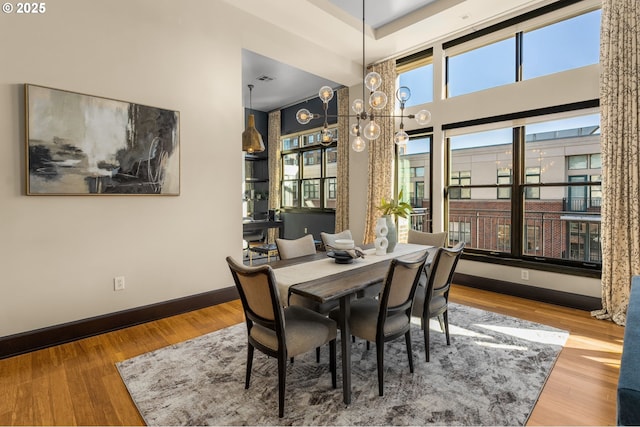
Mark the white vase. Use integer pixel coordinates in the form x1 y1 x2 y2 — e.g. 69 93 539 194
376 218 389 237
373 236 389 255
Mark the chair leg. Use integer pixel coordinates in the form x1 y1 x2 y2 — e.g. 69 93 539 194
244 344 253 388
376 340 384 396
422 318 429 362
278 355 287 418
404 331 413 374
442 310 451 345
329 340 337 388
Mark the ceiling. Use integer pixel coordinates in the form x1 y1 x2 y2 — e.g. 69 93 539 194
238 0 555 112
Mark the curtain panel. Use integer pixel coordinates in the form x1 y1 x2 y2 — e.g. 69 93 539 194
335 87 351 233
363 59 396 244
592 0 640 325
267 110 281 243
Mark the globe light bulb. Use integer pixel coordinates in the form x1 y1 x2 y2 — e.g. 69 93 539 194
415 110 431 125
369 90 387 110
351 136 367 153
351 98 364 114
363 121 380 140
296 108 313 125
320 129 333 145
396 86 411 102
364 71 382 92
318 86 333 104
393 130 409 145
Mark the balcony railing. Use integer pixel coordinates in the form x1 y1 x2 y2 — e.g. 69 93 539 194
449 205 602 263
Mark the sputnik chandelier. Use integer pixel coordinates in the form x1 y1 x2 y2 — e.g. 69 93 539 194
296 0 431 152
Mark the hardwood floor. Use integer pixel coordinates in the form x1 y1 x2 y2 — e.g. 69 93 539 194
0 286 624 425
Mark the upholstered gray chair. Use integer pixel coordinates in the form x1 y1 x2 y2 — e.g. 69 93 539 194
412 242 464 362
407 230 449 287
276 234 316 259
227 257 337 417
407 230 448 248
276 234 339 314
320 230 353 251
329 251 429 396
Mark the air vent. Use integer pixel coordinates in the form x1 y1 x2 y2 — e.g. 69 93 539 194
256 75 275 82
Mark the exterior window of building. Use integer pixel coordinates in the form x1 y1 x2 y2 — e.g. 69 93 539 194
449 171 471 199
498 168 511 199
449 222 471 245
409 166 424 178
280 128 337 209
497 224 511 252
567 154 589 170
524 166 540 199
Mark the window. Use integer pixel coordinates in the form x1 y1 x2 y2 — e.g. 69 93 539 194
446 108 602 268
449 221 471 246
497 168 511 199
410 166 424 178
447 38 516 98
396 51 433 107
522 10 601 80
396 133 433 231
445 9 601 97
449 171 471 199
280 128 338 209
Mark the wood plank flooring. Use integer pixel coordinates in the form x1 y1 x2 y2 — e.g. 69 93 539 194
0 286 624 425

Given exercise ▸ Leaving aside the images, write out the entries above word for word.

Result ▸
Mark the white vase. Use integer pixel coordinates in the form x1 y1 x2 y2 — e.g. 69 93 539 194
376 218 389 237
373 236 389 255
Mark the chair leg. Use integer pixel coordinates in the form x1 y1 x2 y2 — e.g. 69 93 539 194
244 344 253 388
376 340 384 396
422 318 429 362
278 355 287 418
404 331 413 374
442 310 451 345
329 340 337 388
Mark the ceiling. Use integer pixel coordinates in the form x1 y1 x2 y2 — e.g. 69 93 539 194
238 0 555 112
Mark the curtain panel. Use integer pixel coordinates in the form x1 y1 x2 y2 — e.g. 69 93 539 194
335 87 351 233
363 59 396 244
592 0 640 325
267 110 281 243
Mark the globe light bulb. Use integer pixel coordinates in the form x1 y1 x2 y2 — e.g. 69 93 539 194
415 110 431 125
369 90 387 110
351 136 367 153
351 98 364 114
363 121 380 140
296 108 313 125
320 129 333 145
396 86 411 102
364 71 382 92
318 86 333 104
393 130 409 145
Mark the balcony railing. Use integer pixel coordinates in the form x1 y1 x2 y2 — e.g. 69 93 539 194
449 205 602 263
Mark the sputnik chandelier. Use integer pixel coordinates in the form x1 y1 x2 y2 — e.g. 69 93 539 194
296 0 431 152
Mark the hardwood floor. Use integer pixel coordinates in the form x1 y1 x2 y2 — e.g. 69 93 539 194
0 286 624 425
Mark the upholstered gray chair. Use integer pixel coordinates in the form x1 y1 x2 y2 — e.g. 69 93 539 194
412 242 464 362
407 230 449 287
276 234 316 259
227 257 337 417
407 230 448 248
276 234 339 314
320 230 353 251
329 251 429 396
Mark the air vent. Use integer pixel coordinates in the form x1 y1 x2 y2 — e.g. 69 93 539 194
256 75 275 82
Mark the exterior window of building. Use integer pixel coordinates in the form x1 y1 x2 y2 — e.g. 69 93 539 194
449 171 471 199
498 168 511 199
449 222 471 245
409 166 424 178
280 128 337 209
497 224 511 252
567 154 589 170
524 166 540 199
Mark the window. Use integer pixel coordinates in the form x1 y1 x2 y2 — e.g. 69 93 539 194
446 108 602 268
449 221 471 246
497 168 511 199
410 166 424 178
447 38 516 98
396 51 433 107
522 10 601 80
396 133 433 231
445 9 601 97
449 171 471 199
280 128 338 209
Mark the wood plank flooring. Use integer pixel coordinates in the form x1 y1 x2 y2 — e.g. 69 93 539 194
0 286 624 425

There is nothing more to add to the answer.